(Data items)
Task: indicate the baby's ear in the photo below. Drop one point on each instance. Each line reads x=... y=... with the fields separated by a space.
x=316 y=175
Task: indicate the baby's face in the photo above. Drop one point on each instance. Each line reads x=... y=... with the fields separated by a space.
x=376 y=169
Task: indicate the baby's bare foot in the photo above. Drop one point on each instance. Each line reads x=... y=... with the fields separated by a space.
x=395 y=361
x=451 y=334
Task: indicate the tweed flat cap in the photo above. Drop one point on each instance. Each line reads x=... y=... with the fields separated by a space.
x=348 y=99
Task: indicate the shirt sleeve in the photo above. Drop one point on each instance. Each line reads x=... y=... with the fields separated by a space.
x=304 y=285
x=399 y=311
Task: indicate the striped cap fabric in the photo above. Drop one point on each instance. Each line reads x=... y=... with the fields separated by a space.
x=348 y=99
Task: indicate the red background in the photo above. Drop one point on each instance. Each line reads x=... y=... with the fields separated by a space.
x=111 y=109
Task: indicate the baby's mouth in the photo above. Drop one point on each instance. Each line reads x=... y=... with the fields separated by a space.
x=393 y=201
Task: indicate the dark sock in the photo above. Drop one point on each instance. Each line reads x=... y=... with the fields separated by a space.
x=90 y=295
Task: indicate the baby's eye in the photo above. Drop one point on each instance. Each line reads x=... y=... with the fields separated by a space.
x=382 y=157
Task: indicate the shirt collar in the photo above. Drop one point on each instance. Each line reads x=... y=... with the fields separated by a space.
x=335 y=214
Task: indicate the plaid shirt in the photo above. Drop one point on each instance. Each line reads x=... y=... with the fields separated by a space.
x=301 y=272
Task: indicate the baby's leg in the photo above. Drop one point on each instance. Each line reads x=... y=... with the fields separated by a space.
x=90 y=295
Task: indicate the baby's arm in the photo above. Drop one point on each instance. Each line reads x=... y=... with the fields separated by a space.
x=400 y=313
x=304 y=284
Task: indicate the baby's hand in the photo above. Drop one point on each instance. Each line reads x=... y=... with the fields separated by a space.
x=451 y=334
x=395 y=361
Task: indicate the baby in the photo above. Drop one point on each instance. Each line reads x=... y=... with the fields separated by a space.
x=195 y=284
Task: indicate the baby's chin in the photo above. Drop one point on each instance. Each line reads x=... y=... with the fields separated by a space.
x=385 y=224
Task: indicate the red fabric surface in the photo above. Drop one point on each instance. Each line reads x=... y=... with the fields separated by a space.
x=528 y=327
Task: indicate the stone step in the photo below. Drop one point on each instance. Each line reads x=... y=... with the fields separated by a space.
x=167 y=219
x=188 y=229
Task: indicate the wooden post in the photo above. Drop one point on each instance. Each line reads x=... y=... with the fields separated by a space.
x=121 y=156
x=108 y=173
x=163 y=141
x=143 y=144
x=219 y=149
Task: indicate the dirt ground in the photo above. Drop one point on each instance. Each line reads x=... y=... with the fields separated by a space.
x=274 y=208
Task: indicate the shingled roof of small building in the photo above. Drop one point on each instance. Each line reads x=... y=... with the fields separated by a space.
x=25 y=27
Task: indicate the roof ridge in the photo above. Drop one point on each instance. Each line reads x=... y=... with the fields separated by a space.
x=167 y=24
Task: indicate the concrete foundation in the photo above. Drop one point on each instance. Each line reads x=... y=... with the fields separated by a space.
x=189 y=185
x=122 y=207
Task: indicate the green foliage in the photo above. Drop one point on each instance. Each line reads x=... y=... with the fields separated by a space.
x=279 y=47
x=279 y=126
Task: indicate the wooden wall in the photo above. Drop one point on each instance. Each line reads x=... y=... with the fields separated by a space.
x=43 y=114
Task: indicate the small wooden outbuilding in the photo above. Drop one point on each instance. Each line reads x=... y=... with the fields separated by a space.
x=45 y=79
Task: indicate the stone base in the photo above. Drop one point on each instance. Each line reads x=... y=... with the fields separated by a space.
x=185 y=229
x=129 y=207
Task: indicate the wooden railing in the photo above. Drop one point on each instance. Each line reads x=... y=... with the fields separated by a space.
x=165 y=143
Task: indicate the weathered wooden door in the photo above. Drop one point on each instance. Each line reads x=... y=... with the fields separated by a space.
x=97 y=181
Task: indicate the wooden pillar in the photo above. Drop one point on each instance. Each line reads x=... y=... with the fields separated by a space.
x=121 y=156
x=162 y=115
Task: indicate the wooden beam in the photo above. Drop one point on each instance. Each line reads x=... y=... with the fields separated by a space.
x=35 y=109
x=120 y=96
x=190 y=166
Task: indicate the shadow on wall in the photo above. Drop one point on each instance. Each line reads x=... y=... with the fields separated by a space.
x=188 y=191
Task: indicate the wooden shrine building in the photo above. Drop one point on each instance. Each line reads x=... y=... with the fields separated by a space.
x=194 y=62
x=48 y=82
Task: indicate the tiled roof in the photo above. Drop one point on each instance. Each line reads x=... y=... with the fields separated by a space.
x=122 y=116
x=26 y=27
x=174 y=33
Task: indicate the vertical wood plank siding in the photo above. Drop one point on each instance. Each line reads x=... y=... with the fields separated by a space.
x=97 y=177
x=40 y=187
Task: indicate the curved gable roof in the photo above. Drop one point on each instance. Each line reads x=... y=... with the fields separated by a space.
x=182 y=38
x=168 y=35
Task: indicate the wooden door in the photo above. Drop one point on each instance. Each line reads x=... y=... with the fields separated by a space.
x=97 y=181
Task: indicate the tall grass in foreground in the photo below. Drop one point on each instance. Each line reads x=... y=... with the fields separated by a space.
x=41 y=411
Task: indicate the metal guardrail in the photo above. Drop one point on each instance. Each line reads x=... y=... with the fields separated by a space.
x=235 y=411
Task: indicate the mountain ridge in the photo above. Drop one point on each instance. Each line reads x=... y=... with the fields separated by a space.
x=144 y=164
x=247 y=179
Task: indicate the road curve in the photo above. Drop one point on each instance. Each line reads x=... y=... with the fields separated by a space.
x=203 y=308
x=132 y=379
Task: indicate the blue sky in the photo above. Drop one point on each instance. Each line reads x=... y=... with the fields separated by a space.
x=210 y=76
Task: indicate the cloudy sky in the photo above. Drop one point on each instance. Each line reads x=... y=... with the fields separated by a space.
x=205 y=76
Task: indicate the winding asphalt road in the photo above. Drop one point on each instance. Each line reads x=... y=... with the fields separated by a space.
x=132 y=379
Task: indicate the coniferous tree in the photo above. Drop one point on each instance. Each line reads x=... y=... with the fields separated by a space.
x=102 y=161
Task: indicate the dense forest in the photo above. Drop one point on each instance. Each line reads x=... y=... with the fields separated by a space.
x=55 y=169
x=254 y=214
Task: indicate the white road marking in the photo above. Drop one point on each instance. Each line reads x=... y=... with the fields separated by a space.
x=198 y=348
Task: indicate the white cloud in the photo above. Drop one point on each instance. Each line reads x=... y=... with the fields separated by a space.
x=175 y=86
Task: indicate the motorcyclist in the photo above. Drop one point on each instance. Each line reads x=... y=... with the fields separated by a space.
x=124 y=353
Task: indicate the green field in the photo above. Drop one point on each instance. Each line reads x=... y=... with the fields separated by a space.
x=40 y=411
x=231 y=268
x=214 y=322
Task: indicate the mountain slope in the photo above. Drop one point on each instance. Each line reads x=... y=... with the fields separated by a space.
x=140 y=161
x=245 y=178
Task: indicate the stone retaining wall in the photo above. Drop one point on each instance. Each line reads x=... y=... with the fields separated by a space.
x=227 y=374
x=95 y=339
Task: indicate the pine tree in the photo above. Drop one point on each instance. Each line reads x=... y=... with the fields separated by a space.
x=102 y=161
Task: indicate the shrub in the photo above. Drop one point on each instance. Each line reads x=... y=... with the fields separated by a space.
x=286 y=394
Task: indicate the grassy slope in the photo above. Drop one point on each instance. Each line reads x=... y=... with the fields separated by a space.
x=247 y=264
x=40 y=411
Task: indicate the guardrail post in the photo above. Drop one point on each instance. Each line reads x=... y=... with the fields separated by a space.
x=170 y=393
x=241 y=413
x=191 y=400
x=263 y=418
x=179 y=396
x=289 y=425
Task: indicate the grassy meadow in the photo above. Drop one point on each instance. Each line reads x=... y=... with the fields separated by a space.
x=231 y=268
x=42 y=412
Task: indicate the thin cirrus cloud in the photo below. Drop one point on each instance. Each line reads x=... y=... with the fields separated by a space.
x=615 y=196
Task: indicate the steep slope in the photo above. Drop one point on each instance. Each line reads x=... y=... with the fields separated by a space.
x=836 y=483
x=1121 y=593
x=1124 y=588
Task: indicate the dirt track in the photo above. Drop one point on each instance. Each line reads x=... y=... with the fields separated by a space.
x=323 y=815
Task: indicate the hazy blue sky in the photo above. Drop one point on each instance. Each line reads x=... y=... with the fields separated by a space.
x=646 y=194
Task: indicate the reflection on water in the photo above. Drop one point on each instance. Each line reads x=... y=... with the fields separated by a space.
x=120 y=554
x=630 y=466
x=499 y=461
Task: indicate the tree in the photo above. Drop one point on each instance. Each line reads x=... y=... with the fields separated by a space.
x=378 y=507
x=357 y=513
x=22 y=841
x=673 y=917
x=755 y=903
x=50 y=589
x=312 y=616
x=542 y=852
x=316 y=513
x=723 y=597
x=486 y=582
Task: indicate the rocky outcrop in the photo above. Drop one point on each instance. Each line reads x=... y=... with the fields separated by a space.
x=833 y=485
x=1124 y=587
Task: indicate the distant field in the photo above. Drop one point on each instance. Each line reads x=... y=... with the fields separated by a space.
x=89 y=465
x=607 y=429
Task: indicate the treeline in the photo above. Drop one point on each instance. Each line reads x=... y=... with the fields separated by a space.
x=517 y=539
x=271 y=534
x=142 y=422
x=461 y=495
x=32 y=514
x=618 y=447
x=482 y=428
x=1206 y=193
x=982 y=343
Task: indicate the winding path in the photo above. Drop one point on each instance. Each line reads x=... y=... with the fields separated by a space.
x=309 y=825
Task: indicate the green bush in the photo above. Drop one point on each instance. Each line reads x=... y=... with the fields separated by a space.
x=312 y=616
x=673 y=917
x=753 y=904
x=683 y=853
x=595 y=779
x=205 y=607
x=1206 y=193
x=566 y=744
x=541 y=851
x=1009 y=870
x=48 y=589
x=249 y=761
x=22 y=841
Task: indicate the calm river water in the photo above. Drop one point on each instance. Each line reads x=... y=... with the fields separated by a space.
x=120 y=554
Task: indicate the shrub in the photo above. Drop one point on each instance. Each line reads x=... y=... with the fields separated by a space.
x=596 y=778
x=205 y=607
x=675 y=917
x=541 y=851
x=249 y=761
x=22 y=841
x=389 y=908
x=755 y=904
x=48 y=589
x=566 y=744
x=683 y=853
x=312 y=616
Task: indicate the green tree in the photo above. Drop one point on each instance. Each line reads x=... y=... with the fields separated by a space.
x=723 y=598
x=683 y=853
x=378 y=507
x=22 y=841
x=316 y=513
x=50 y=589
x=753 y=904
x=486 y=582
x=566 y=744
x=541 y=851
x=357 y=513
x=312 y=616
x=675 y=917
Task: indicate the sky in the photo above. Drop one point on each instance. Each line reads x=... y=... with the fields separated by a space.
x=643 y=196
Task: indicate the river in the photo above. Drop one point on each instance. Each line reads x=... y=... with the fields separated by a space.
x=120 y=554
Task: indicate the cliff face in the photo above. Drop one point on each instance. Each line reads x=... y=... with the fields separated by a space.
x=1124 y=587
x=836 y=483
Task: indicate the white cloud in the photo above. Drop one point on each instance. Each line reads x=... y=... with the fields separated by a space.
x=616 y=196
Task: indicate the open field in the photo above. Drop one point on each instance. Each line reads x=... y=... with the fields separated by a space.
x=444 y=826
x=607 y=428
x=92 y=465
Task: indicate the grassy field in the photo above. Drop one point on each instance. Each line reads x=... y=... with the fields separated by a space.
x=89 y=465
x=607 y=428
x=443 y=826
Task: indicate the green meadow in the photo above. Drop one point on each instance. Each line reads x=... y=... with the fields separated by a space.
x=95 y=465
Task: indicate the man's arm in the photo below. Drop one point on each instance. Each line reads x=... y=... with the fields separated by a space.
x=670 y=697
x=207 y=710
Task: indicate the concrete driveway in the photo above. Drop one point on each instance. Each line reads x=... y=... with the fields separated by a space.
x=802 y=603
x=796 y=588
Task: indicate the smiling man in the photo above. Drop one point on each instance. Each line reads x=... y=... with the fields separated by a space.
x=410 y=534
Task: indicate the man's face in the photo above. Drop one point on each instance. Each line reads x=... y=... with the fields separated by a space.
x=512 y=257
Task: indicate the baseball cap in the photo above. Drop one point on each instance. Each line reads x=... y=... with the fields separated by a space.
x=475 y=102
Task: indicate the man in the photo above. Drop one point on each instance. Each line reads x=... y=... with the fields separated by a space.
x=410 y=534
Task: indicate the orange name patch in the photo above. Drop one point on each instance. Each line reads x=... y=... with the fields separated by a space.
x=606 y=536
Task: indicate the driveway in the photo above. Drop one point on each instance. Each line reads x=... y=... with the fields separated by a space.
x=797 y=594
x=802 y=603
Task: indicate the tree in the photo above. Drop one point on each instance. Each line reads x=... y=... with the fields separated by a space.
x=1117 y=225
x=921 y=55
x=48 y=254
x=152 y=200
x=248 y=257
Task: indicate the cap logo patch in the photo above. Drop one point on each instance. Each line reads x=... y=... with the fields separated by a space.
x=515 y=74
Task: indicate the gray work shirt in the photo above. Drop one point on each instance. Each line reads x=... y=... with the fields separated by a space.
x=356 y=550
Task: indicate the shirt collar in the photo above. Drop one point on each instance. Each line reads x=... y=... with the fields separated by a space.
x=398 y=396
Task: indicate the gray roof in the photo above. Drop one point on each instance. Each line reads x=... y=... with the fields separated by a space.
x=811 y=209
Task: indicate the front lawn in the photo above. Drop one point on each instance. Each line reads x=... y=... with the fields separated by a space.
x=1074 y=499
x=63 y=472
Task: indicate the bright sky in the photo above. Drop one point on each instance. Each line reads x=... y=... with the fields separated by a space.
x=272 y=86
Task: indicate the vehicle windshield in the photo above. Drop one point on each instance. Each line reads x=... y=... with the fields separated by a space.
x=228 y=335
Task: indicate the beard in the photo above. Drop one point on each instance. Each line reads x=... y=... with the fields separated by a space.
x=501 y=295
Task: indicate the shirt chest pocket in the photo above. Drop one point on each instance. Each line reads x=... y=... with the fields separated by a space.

### Your objective:
Starting at the line that contains "Task: indicate the bright", transcribe every line through the last line of the entries above, exactly, and nothing else.

### The answer:
Task: indicate the bright sky in the photo above. Drop one point on each instance. Each line reads x=... y=... with the fields separated by a space.
x=272 y=86
Task: indicate the vehicle windshield in the photo above. Drop one point on each instance. Each line reads x=... y=... with the fields separated by a space.
x=228 y=335
Task: indicate the beard in the photo above. Drop one point on each instance. Each line reads x=... y=... with the fields separated by a space.
x=501 y=295
Task: indicate the shirt chest pocket in the photo above. Drop one point on each instance. Each line reads x=... y=... with the fields separated by a space.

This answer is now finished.